*** TASK INPUT

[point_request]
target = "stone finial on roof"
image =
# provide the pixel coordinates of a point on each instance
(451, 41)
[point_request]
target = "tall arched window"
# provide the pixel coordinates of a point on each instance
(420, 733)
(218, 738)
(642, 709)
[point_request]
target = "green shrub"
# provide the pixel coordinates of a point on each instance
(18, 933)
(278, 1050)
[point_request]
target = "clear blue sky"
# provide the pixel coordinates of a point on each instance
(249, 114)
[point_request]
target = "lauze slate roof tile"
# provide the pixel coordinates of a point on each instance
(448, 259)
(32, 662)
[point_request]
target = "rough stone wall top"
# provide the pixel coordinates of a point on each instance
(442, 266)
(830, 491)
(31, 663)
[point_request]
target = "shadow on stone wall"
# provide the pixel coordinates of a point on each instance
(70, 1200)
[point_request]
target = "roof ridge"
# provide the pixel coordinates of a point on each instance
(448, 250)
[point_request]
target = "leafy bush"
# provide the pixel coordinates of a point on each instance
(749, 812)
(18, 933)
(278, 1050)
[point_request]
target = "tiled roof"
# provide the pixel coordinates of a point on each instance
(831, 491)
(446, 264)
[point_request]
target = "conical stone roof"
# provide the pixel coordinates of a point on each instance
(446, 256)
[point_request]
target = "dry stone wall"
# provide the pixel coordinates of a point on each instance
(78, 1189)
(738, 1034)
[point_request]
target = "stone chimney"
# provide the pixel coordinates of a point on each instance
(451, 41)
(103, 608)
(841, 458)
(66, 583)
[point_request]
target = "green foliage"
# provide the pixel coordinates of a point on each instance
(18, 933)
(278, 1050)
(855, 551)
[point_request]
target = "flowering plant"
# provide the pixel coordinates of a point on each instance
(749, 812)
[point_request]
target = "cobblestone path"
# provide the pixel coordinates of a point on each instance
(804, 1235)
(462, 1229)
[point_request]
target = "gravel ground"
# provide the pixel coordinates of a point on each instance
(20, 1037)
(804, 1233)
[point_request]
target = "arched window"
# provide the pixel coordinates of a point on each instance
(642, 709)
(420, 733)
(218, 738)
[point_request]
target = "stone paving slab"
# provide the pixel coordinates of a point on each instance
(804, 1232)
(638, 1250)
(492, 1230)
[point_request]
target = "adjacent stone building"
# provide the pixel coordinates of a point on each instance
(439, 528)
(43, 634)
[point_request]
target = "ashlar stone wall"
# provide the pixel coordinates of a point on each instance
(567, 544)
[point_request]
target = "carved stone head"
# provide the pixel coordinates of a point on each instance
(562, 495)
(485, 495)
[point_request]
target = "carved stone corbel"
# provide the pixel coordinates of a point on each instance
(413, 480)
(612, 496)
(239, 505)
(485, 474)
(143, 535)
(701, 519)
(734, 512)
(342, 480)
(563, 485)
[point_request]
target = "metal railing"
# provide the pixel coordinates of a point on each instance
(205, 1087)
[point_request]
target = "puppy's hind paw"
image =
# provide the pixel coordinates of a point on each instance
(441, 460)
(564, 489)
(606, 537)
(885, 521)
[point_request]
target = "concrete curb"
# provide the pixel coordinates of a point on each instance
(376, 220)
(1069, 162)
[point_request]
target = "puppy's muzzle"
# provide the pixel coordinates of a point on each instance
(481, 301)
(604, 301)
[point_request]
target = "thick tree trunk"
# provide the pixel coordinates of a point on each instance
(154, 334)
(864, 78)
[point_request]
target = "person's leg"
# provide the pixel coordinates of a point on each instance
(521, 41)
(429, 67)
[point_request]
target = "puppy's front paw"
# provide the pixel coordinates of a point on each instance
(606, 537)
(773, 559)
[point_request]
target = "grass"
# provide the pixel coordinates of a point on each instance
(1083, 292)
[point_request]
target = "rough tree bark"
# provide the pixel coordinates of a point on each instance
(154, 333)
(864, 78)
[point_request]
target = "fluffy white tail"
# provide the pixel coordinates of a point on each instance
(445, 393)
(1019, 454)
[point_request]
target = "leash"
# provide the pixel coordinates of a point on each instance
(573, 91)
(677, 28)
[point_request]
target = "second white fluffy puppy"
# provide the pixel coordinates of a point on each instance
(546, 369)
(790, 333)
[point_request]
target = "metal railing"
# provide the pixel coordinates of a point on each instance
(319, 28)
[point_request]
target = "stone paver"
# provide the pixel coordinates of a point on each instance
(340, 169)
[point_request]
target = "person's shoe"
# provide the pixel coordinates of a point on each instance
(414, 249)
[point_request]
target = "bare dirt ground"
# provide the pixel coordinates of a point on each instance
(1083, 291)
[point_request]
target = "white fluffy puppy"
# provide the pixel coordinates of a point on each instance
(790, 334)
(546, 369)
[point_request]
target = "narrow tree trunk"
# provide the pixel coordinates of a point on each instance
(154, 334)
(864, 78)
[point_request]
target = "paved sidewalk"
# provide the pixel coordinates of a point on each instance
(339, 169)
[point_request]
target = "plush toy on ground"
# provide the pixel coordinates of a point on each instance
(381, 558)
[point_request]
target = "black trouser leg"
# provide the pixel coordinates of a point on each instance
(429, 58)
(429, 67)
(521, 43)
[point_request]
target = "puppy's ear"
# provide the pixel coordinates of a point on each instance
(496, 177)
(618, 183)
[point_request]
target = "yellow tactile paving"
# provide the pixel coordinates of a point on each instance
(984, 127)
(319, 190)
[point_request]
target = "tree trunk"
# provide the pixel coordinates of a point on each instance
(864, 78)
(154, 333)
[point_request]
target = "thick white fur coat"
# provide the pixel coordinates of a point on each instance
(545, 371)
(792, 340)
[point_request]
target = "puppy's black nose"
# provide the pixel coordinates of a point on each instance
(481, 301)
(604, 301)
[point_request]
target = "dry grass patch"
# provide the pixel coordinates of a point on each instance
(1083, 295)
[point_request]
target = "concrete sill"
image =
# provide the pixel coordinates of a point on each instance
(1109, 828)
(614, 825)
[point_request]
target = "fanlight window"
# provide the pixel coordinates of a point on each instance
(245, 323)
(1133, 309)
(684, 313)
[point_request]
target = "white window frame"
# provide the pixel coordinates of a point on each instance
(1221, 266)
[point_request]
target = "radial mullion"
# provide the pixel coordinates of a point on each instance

******

WORK REQUEST. In your reply, restate every entry exactly.

YOUR RESPONSE.
[point_request]
target = "stone finial on roof"
image =
# provide the pixel coordinates of a point on each instance
(451, 41)
[point_request]
target = "tall arched window"
# provide the pixel coordinates of a point on each instance
(420, 733)
(218, 738)
(642, 709)
[point_request]
target = "green shrub"
# provide the pixel coordinates of a point on each instance
(18, 933)
(278, 1050)
[point_request]
target = "clear blue sky"
# provide the pixel coordinates of a point on each instance
(249, 114)
[point_request]
target = "lauze slate roof tile"
# provide the pixel coordinates of a point on each instance
(448, 259)
(32, 662)
[point_request]
target = "rough stone wall top"
# provide the pixel coordinates of a point on each instance
(442, 266)
(830, 491)
(31, 663)
[point_request]
target = "shadow on stone wall"
# provide the pixel coordinates of a point on each instance
(70, 1200)
[point_request]
target = "roof ridge"
# provide the pixel coordinates of a point on each instance
(448, 250)
[point_request]
target = "leafy bush"
# provide the pixel coordinates of a point on each instance
(749, 812)
(18, 933)
(278, 1050)
[point_request]
target = "tiled roof"
# provide the pixel coordinates of a point on each instance
(831, 491)
(446, 264)
[point_request]
target = "conical stone roof"
# provide the pixel coordinates of a point on each instance
(446, 256)
[point_request]
target = "dry stone wall"
# provide the pixel coordinates of a point on each instance
(78, 1189)
(738, 1034)
[point_request]
target = "stone chimney"
# provide the pixel coordinates of a point on each instance
(451, 41)
(103, 608)
(841, 458)
(66, 583)
[point_request]
target = "green foliage"
# provide the pixel coordinates of a point on each instance
(18, 933)
(278, 1050)
(855, 551)
[point_request]
target = "flowering plant"
# provide the pixel coordinates of a point on each instance
(749, 812)
[point_request]
target = "cobblestone path"
# provide the pixel coordinates of a point on each instance
(804, 1235)
(462, 1229)
[point_request]
target = "gravel ground"
# provide the pixel coordinates of a point on each instance
(20, 1037)
(804, 1233)
[point_request]
target = "arched window"
# provide the pixel coordinates of a point on each instance
(642, 709)
(420, 733)
(218, 738)
[point_request]
target = "stone paving slab"
# provide the pixel coordinates of a point on each instance
(804, 1232)
(638, 1250)
(492, 1230)
[point_request]
target = "adjacent stone building"
# provide the pixel coordinates of a point on each instance
(439, 528)
(43, 634)
[point_request]
target = "ashlar stone wall"
# provide the pixel coordinates of a point on each instance
(567, 544)
[point_request]
target = "carved stone head"
# provide the pixel coordinates of a point on each instance
(562, 495)
(485, 495)
[point_request]
target = "carved stone corbel"
# provide the pixel coordinates of a point on each instance
(413, 480)
(612, 496)
(239, 505)
(485, 474)
(143, 535)
(701, 519)
(734, 512)
(342, 480)
(563, 485)
[point_request]
target = "metal railing"
# provide the pixel coordinates of a point on each instance
(205, 1087)
[point_request]
target = "puppy's hind paw"
image =
# provide the pixel coordinates of a point on each instance
(441, 460)
(564, 489)
(606, 537)
(885, 521)
[point_request]
target = "concrete curb"
# provide the pixel coordinates of a point on each instance
(376, 220)
(1069, 162)
[point_request]
target = "puppy's muzzle"
# provide the pixel coordinates of a point on each instance
(481, 301)
(604, 301)
[point_request]
target = "thick tree trunk"
# provide the pixel coordinates of a point on each instance
(154, 334)
(864, 78)
[point_request]
target = "person's leg"
# provide the pixel coordinates of a point on each instance
(521, 41)
(429, 67)
[point_request]
target = "puppy's front paw"
# provide the pixel coordinates of a point on each instance
(606, 537)
(773, 559)
[point_request]
target = "grass"
# provide the pixel coordinates of a point on each instance
(1083, 292)
[point_request]
target = "rough tree bark"
# provide the pixel coordinates of a point on each instance
(154, 333)
(864, 78)
[point_request]
target = "fluffy white tail"
# provide the pixel coordinates of a point on each instance
(445, 393)
(1019, 454)
[point_request]
target = "leash"
# provide the pixel coordinates of a point on each instance
(573, 91)
(677, 28)
[point_request]
target = "second white fluffy puppy"
# provide the pixel coordinates of a point on each instance
(546, 369)
(790, 333)
[point_request]
target = "metal railing"
# provide the pixel coordinates of a point on each instance
(319, 28)
[point_request]
target = "stone paver"
# provide the pixel coordinates of a point on each instance
(340, 169)
[point_request]
target = "person's shoe"
# provide the pixel coordinates of a point on each instance
(414, 249)
[point_request]
target = "bare dirt ground"
# provide the pixel coordinates of a point on each instance
(1083, 291)
[point_request]
target = "white fluffy puppy"
# provide the pixel coordinates of a point on each instance
(790, 334)
(546, 369)
[point_request]
target = "narrow tree trunk"
# provide the pixel coordinates of a point on each instance
(154, 334)
(864, 78)
[point_request]
target = "paved sidewalk"
# provide the pixel coordinates of a point on each instance
(339, 169)
[point_request]
target = "plush toy on ground"
# provide the pixel coordinates of a point on each instance
(381, 558)
[point_request]
target = "black trouser leg"
# provide the pixel coordinates of a point on each instance
(429, 58)
(429, 67)
(521, 43)
[point_request]
target = "puppy's ear"
# provide the pixel coordinates of a point on each instance
(496, 177)
(618, 183)
[point_request]
target = "yellow tactile paving"
# provide the pixel coordinates of a point on each instance
(984, 127)
(319, 190)
[point_request]
target = "tree trunk"
# provide the pixel coordinates of a point on each instance
(864, 78)
(154, 333)
[point_request]
target = "thick white fur coat"
# provide the pixel coordinates of a point on each instance
(545, 371)
(792, 340)
[point_request]
target = "puppy's black nose"
# provide the pixel coordinates of a point on each instance
(481, 301)
(604, 301)
[point_request]
target = "dry grass patch"
# provide the pixel coordinates of a point on each instance
(1083, 295)
[point_request]
target = "concrete sill"
image =
# provide the pixel coordinates of a point on each instance
(1109, 828)
(614, 825)
[point_request]
target = "fanlight window"
# provide the pixel coordinates of a point on each instance
(245, 323)
(1133, 309)
(684, 313)
[point_request]
target = "white window frame"
# provide the pixel coordinates of a point on each instance
(1221, 266)
[point_request]
target = "radial mullion"
# provide the pixel coordinates of a point on each instance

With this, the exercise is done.